BEGIN MATERIAL SHOWN

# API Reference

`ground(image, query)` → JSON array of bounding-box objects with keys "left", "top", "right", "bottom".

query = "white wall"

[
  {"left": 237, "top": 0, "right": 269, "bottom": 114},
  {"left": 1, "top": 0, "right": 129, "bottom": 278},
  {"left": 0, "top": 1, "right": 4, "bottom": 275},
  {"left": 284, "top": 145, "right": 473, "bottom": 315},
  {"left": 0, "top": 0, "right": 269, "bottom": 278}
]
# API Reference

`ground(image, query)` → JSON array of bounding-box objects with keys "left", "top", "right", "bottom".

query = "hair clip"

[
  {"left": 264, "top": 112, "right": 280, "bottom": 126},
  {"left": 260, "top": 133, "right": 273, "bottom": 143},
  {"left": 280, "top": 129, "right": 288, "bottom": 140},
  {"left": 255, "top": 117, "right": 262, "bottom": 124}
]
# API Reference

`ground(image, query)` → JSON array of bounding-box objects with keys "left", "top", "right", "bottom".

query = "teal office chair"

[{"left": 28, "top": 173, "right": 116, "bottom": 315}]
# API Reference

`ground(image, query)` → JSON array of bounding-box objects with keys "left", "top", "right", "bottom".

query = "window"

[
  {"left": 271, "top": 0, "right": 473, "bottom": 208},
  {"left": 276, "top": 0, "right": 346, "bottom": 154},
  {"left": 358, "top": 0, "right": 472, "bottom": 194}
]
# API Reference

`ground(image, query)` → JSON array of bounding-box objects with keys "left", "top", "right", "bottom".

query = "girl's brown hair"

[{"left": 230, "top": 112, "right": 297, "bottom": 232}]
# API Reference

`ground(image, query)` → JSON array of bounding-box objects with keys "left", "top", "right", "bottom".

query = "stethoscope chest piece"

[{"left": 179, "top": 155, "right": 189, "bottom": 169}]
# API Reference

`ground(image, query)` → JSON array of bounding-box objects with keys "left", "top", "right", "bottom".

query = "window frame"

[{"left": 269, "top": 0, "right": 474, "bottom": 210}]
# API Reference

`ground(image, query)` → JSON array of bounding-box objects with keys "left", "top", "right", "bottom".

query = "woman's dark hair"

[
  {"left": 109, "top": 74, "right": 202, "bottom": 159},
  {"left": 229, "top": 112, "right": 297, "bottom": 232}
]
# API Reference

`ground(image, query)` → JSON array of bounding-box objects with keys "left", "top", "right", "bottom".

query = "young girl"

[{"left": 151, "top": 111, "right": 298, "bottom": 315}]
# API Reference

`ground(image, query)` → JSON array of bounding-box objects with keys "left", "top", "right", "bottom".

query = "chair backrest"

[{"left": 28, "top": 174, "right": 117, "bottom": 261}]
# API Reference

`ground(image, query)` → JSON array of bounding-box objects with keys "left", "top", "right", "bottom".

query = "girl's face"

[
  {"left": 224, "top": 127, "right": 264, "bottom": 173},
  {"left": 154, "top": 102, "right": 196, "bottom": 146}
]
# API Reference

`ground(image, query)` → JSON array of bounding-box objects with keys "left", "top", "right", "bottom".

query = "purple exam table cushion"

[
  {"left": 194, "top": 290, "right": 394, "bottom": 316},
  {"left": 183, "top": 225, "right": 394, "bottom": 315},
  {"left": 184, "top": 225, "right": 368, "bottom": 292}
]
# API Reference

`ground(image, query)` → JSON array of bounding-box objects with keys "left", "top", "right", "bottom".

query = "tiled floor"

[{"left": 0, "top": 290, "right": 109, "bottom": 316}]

END MATERIAL SHOWN

* EXERCISE AIM *
Give back the data exactly.

* EXPECTED OUTPUT *
# API Reference

`ground(image, query)` → JSON array of bounding-box objects with keys "left", "top", "right", "bottom".

query = "white wall"

[
  {"left": 237, "top": 0, "right": 269, "bottom": 114},
  {"left": 1, "top": 0, "right": 129, "bottom": 278},
  {"left": 0, "top": 1, "right": 4, "bottom": 275},
  {"left": 284, "top": 145, "right": 473, "bottom": 315},
  {"left": 0, "top": 0, "right": 269, "bottom": 278}
]
# API Reference

`ground(image, query)` → JSON array of bounding-box objects with keys "left", "top", "right", "bottom".

query = "hair clip"

[
  {"left": 264, "top": 112, "right": 280, "bottom": 126},
  {"left": 260, "top": 133, "right": 273, "bottom": 143},
  {"left": 280, "top": 129, "right": 288, "bottom": 140},
  {"left": 255, "top": 117, "right": 262, "bottom": 124}
]
# API Reference

`ground(image, query)` → JSON array of bounding-box objects with keys "left", "top", "right", "bottom".

query = "teal office chair"

[{"left": 28, "top": 173, "right": 116, "bottom": 315}]
# API Reference

`ground(image, query)` → JSON array of bounding-box objects with keys "left", "top", "right", "bottom".

query = "window"

[
  {"left": 271, "top": 0, "right": 473, "bottom": 208},
  {"left": 276, "top": 0, "right": 346, "bottom": 154},
  {"left": 358, "top": 0, "right": 472, "bottom": 194}
]
# API Reference

`ground(image, query)` → JSON array of bounding-box objects with keys "left", "top", "right", "bottom".

query = "girl's brown hair"

[{"left": 230, "top": 112, "right": 297, "bottom": 232}]
# API Reference

`ground(image, query)` → JSON array of bounding-box objects with keys "left", "top", "right", "bottom".

query = "stethoscope chest piece"

[{"left": 179, "top": 155, "right": 189, "bottom": 169}]
# API Reference

`ground(image, query)` → JSON array of bounding-box objects with keys "left", "top", "right", "bottom".

query = "window frame"

[{"left": 269, "top": 0, "right": 474, "bottom": 210}]
# API Reference

`ground(image, query)` → JSON array of bounding-box objects with keys "left", "top", "right", "bottom".

query = "woman's dark hair"

[
  {"left": 109, "top": 74, "right": 202, "bottom": 159},
  {"left": 229, "top": 112, "right": 297, "bottom": 232}
]
# API Reference

`ground(image, query)` → JSON array of bounding-box objects with keys "left", "top", "right", "bottom".

query = "young girl"

[{"left": 151, "top": 111, "right": 298, "bottom": 315}]
# API Reference

`ground(image, query)` → JSON array of bounding-box objects with keys "left", "top", "right", "bottom".

query = "chair backrest"

[{"left": 28, "top": 174, "right": 117, "bottom": 261}]
# API Reference

`ground(image, query)` → JSON array of bounding-box objects with keys "left", "top", "right", "bottom".

query = "girl's face"

[
  {"left": 224, "top": 127, "right": 264, "bottom": 173},
  {"left": 154, "top": 102, "right": 196, "bottom": 146}
]
# API Reference

`ground(image, query)` → JSON array of bounding-box objects with keys "left", "top", "right", "bottom".

query = "purple exam table cushion"

[
  {"left": 194, "top": 290, "right": 394, "bottom": 316},
  {"left": 183, "top": 225, "right": 394, "bottom": 315},
  {"left": 184, "top": 225, "right": 368, "bottom": 292}
]
# API Reference

`ground(image, query)` → JSON array of bounding-box objects with keys "left", "top", "right", "bottom".

query = "tiled floor"

[{"left": 0, "top": 290, "right": 109, "bottom": 316}]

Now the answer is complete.